Problem requirements: Reproduce every line of the following items, requests included, and multiply each answer coordinate by 1.9, rounding to the nearest whole number with halves going up.

Raw data:
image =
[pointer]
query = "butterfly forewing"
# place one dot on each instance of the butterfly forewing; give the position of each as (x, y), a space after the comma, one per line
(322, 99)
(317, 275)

Reply to the exercise:
image =
[pointer]
query = "butterfly forewing"
# place one dot on each instance of the butterfly forewing; give the position of each as (x, y), a space after the comma, one per line
(612, 188)
(602, 523)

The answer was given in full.